• Activity
The answer must give back every line of the data exactly, with no pictures.

Collected data

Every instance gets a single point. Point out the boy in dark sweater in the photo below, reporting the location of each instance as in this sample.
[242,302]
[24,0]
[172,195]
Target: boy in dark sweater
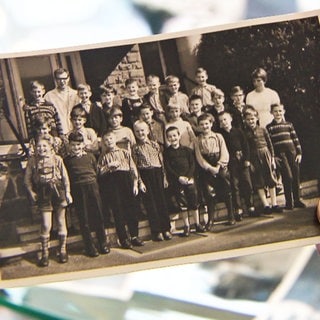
[288,149]
[180,168]
[239,165]
[82,171]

• Answer below
Every instance gets a single point. Point out the boy in dark sweater in the photo below, reporting the location of each instance as in this sample.
[242,302]
[24,0]
[172,195]
Target: boy in dark sweater
[288,149]
[180,168]
[239,165]
[82,171]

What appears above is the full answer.